TSTPlus(c_in:int, c_out:int, seq_len:int, max_seq_len:Optional[int]=512, n_layers:int=3, d_model:int=128, n_heads:int=16, d_k:Optional[int]=None, d_v:Optional[int]=None, d_ff:int=256, res_dropout:float=0.0, act:str='gelu', key_padding_mask:bool=True, attn_mask:Optional[Tensor]=None, res_attention:bool=True, pre_norm:bool=False, pe:str='zeros', learn_pe:bool=True, flatten:bool=False, fc_dropout:float=0.0, concat_pool:bool=False, bn:bool=True, custom_head:Optional=None, y_range:Optional[tuple]=None, verbose:bool=False, **kwargs) :: Sequential

TST (Time Series Transformer) is a Transformer that takes continuous time series as inputs

from tsai.models.utils import build_ts_model

bs = 8
c_in = 9  # aka channels, features, variables, dimensions
c_out = 2
seq_len = 1_500

xb = torch.randn(bs, c_in, seq_len).to(device)

# standardize by channel by_var based on the training set
xb = (xb - xb.mean((0, 2), keepdim=True)) / xb.std((0, 2), keepdim=True)

# Settings
max_seq_len = 256
d_model = 128
n_heads = 16
d_k = d_v = None  # if None --> d_model // n_heads
d_ff = 256
res_dropout = 0.1
activation = "gelu"
n_layers = 3
fc_dropout = 0.1
pe = None
learn_pe = True
kwargs = {}

model = TSTPlus(c_in, c_out, seq_len, max_seq_len=max_seq_len, d_model=d_model, n_heads=n_heads,
                d_k=d_k, d_v=d_v, d_ff=d_ff, res_dropout=res_dropout, activation=activation, n_layers=n_layers,
                fc_dropout=fc_dropout, pe=pe, learn_pe=learn_pe, **kwargs).to(device)
test_eq(model(xb).shape, [bs, c_out])
test_eq(model[0], model.backbone)
test_eq(model[1], model.head)
model2 = build_ts_model(TSTPlus, c_in, c_out, seq_len, max_seq_len=max_seq_len, d_model=d_model, n_heads=n_heads,
                           d_k=d_k, d_v=d_v, d_ff=d_ff, res_dropout=res_dropout, activation=activation, n_layers=n_layers,
                           fc_dropout=fc_dropout, pe=pe, learn_pe=learn_pe, **kwargs).to(device)

Entries ▸

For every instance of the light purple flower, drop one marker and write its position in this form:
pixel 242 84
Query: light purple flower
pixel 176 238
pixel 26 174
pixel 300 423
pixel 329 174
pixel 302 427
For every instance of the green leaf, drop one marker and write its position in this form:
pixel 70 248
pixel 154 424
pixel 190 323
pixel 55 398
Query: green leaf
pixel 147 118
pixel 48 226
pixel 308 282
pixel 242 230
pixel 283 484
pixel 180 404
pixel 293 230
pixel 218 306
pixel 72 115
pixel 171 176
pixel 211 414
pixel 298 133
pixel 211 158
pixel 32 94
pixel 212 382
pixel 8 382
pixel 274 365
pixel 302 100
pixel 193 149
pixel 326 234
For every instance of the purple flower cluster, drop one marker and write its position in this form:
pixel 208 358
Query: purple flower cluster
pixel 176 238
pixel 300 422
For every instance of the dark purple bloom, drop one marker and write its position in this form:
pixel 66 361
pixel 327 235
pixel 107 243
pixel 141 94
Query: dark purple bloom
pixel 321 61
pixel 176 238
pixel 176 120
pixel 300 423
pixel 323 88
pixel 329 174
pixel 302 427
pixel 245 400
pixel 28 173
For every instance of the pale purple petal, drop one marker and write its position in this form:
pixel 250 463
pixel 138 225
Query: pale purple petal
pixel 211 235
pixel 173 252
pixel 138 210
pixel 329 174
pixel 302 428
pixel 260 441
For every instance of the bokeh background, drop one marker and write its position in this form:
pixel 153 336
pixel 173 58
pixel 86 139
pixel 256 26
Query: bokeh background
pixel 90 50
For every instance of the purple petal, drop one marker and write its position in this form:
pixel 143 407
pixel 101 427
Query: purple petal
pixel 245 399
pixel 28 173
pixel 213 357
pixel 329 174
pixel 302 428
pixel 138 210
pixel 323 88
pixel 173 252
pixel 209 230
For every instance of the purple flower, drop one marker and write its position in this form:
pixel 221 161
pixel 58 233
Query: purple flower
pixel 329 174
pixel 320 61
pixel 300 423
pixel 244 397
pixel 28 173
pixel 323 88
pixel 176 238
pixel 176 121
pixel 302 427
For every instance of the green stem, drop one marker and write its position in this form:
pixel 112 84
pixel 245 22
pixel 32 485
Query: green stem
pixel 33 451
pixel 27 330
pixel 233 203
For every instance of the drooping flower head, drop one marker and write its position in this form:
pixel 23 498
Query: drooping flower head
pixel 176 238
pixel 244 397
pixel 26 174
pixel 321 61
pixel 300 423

Given task A ▸
According to the comment in the TSTPlus excerpt, what value do d_k and d_v take when they are set to None?
Given task B ▸
Pick up the TSTPlus code excerpt after its final statement and write what comes next.

Expected answer A ▸
They take d_model // n_heads.

Expected answer B ▸
test_eq(model2(xb).shape, [bs, c_out])
test_eq(model2[0], model2.backbone)
test_eq(model2[1], model2.head)
print(f'model parameters: {count_parameters(model)}')
model parameters: 404992
model = TSTPlus(c_in, c_out, seq_len, pre_norm=True).to(device)
test_eq(model(xb).shape, [bs, c_out])
bs = 8
c_in = 9  # aka channels, features, variables, dimensions
c_out = 2
seq_len = 5000

xb = torch.randn(bs, c_in, seq_len)

# standardize by channel by_var based on the training set
xb = (xb - xb.mean((0, 2), keepdim=True)) / xb.std((0, 2), keepdim=True)

model = TSTPlus(c_in, c_out, seq_len, res_attention=True)
test_eq(model(xb).shape, [bs, c_out])
print(f'model parameters: {count_parameters(model)}')
model parameters: 478208
custom_head = partial(create_pool_head, concat_pool=True)
model = TSTPlus(c_in, c_out, seq_len, max_seq_len=max_seq_len, d_model=d_model, n_heads=n_heads,
            d_k=d_k, d_v=d_v, d_ff=d_ff, res_dropout=res_dropout, activation=activation, n_layers=n_layers,
            fc_dropout=fc_dropout, pe=pe, learn_pe=learn_pe, flatten=False, custom_head=custom_head, **kwargs)
test_eq(model(xb).shape, [bs, c_out])
print(f'model parameters: {count_parameters(model)}')
model parameters: 421122
custom_head = partial(create_pool_plus_head, concat_pool=True)
model = TSTPlus(c_in, c_out, seq_len, max_seq_len=max_seq_len, d_model=d_model, n_heads=n_heads,
            d_k=d_k, d_v=d_v, d_ff=d_ff, res_dropout=res_dropout, activation=activation, n_layers=n_layers,
            fc_dropout=fc_dropout, pe=pe, learn_pe=learn_pe, flatten=False, custom_head=custom_head, **kwargs)
test_eq(model(xb).shape, [bs, c_out])
print(f'model parameters: {count_parameters(model)}')
model parameters: 554240
bs = 8
c_in = 9  # aka channels, features, variables, dimensions
c_out = 2
seq_len = 60

xb = torch.randn(bs, c_in, seq_len)

# standardize by channel by_var based on the training set
xb = (xb - xb.mean((0, 2), keepdim=True)) / xb.std((0, 2), keepdim=True)

# Settings
max_seq_len = 120
d_model = 128
n_heads = 16
d_k = d_v = None # if None --> d_model // n_heads
d_ff = 256
res_dropout = 0.1
act = "gelu"
n_layers = 3
fc_dropout = 0.1
pe='zeros'
learn_pe=True
kwargs = {}
# kwargs = dict(kernel_size=5, padding=2)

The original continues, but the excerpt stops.